— Task brief —
Please reproduce the entries below exactly, leaving the pictures out.
....
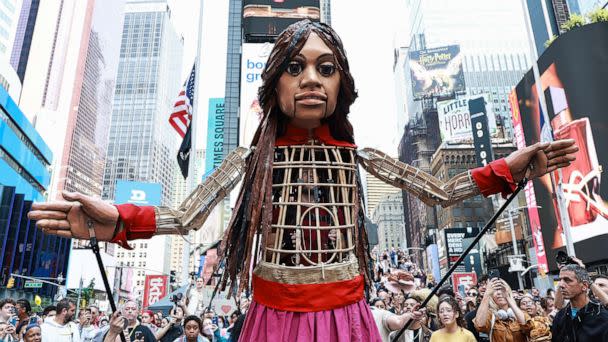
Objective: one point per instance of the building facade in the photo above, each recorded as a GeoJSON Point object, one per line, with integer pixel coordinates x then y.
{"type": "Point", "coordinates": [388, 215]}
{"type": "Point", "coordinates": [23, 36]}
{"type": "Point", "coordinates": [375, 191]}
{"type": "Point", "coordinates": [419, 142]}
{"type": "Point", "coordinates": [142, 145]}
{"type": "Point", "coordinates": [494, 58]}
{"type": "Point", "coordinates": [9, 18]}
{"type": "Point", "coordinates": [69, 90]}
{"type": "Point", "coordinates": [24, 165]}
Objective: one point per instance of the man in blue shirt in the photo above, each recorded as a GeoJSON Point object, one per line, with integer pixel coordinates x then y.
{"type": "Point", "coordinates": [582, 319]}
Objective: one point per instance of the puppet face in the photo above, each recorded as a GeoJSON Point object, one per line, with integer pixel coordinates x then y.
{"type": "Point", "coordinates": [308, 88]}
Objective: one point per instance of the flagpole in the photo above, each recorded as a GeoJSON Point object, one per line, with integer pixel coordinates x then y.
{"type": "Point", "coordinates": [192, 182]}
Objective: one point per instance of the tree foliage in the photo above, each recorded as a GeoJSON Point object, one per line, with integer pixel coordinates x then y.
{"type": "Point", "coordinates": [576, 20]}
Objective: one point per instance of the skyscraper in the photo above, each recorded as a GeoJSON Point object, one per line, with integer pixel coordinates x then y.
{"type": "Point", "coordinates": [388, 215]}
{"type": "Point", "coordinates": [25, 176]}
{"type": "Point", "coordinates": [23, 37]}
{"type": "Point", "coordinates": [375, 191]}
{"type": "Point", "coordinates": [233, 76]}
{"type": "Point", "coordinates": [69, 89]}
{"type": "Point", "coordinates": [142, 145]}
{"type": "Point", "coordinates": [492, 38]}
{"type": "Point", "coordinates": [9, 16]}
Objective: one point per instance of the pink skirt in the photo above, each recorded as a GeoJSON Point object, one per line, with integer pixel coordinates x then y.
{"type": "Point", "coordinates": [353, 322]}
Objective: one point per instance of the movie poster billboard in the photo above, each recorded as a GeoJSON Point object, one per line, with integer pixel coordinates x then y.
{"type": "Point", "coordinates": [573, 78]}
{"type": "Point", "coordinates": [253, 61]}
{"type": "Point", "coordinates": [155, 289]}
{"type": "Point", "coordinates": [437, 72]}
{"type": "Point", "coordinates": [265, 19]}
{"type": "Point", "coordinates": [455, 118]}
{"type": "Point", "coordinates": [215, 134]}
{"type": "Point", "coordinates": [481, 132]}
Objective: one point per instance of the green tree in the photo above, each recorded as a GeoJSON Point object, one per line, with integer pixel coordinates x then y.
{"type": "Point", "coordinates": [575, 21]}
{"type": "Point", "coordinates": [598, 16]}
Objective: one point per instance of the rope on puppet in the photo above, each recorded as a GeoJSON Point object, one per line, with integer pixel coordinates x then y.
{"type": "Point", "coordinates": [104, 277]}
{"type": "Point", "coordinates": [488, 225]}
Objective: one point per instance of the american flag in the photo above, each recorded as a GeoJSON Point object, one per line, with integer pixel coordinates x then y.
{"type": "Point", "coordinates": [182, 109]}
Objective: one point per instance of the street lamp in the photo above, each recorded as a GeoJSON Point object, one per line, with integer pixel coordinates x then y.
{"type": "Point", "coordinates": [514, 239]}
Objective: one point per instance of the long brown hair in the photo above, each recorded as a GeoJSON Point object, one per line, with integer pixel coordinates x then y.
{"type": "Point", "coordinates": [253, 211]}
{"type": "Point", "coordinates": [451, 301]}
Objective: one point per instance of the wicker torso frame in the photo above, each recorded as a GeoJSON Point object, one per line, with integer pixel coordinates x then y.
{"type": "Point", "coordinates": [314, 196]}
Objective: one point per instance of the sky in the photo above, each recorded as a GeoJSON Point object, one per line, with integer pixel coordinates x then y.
....
— Expected answer —
Objective: one point per instance of the building facade in the photo above, each recorded as a GeoJSON Point object, one per line, with integer pixel coordinates x then y.
{"type": "Point", "coordinates": [388, 215]}
{"type": "Point", "coordinates": [23, 36]}
{"type": "Point", "coordinates": [375, 191]}
{"type": "Point", "coordinates": [419, 142]}
{"type": "Point", "coordinates": [142, 145]}
{"type": "Point", "coordinates": [494, 58]}
{"type": "Point", "coordinates": [9, 18]}
{"type": "Point", "coordinates": [69, 90]}
{"type": "Point", "coordinates": [24, 165]}
Objective: one point per instance of the man in blue shirt in the photo above, each recorded as a GeoJSON Point object, one per line, with integer pixel coordinates x then y.
{"type": "Point", "coordinates": [582, 319]}
Objective: one point per instance of the puppet face in the photo above, each recorded as a GeoJSON Point object, one per line, with integer pixel coordinates x then y.
{"type": "Point", "coordinates": [308, 88]}
Objective: one point per instance of the flagpole in the photo above, each recorded as a GeoJSON Point object, one per line, with integer pixel coordinates x then y.
{"type": "Point", "coordinates": [192, 182]}
Objective: one point per instance of the tree foliage in the photo above, each recorded as a GeoJSON Point object, one per line, with integer pixel coordinates x then y.
{"type": "Point", "coordinates": [576, 20]}
Objective: one point per instance of the skyscraper in the photo above, each recorded as a GeoJSON Point object, one per line, with integer pixel coordinates x then y.
{"type": "Point", "coordinates": [388, 215]}
{"type": "Point", "coordinates": [25, 176]}
{"type": "Point", "coordinates": [23, 37]}
{"type": "Point", "coordinates": [375, 191]}
{"type": "Point", "coordinates": [233, 76]}
{"type": "Point", "coordinates": [69, 89]}
{"type": "Point", "coordinates": [142, 145]}
{"type": "Point", "coordinates": [492, 38]}
{"type": "Point", "coordinates": [9, 16]}
Objective: one point per instance of the pink skirt in the photo above, each recorded as a GeoJSON Point object, one per line, with integer pixel coordinates x then y.
{"type": "Point", "coordinates": [353, 322]}
Objective: one point per instance of the movie poster billboard in the photo above, each recorded as a GeoJSON Point object, one per line, with integer pixel coordinates x then y.
{"type": "Point", "coordinates": [573, 78]}
{"type": "Point", "coordinates": [253, 61]}
{"type": "Point", "coordinates": [155, 289]}
{"type": "Point", "coordinates": [437, 72]}
{"type": "Point", "coordinates": [265, 19]}
{"type": "Point", "coordinates": [455, 118]}
{"type": "Point", "coordinates": [215, 134]}
{"type": "Point", "coordinates": [481, 132]}
Objective: one point per instance of the green tree in the photo above, each recorded as a GeoJSON Point object, one per line, with integer pixel coordinates x then y.
{"type": "Point", "coordinates": [575, 21]}
{"type": "Point", "coordinates": [598, 16]}
Objective: one point per instance of the rope on puppet in the photo above, each recorded as a GeoJSON Point object, one per line, with integer pixel coordinates x then y.
{"type": "Point", "coordinates": [104, 277]}
{"type": "Point", "coordinates": [488, 225]}
Objective: one point per instance of the american flag in the photo above, each recorded as a GeoJSON Point object, one per line, with integer pixel coordinates x then y.
{"type": "Point", "coordinates": [182, 109]}
Objective: one point per instance of the street lamp in the photo above, each recorded as a GeoJSON Point object, one per line, with integer pixel coordinates x then y.
{"type": "Point", "coordinates": [514, 239]}
Objective: one point per instance of the long brown hair in the photo above, each recorded as a GeoJSON Point object, one per line, with integer pixel coordinates x then y.
{"type": "Point", "coordinates": [253, 211]}
{"type": "Point", "coordinates": [451, 301]}
Objective: one point per instance of the wicker torso frame in the photo above, each recorded as a GeoJSON Point object, one per line, with integer pixel coordinates x then y.
{"type": "Point", "coordinates": [314, 196]}
Objective: one point per instance of the sky in the photo above, each recorded as a GeoJSON Point object, one per line, with integer pixel coordinates x then y.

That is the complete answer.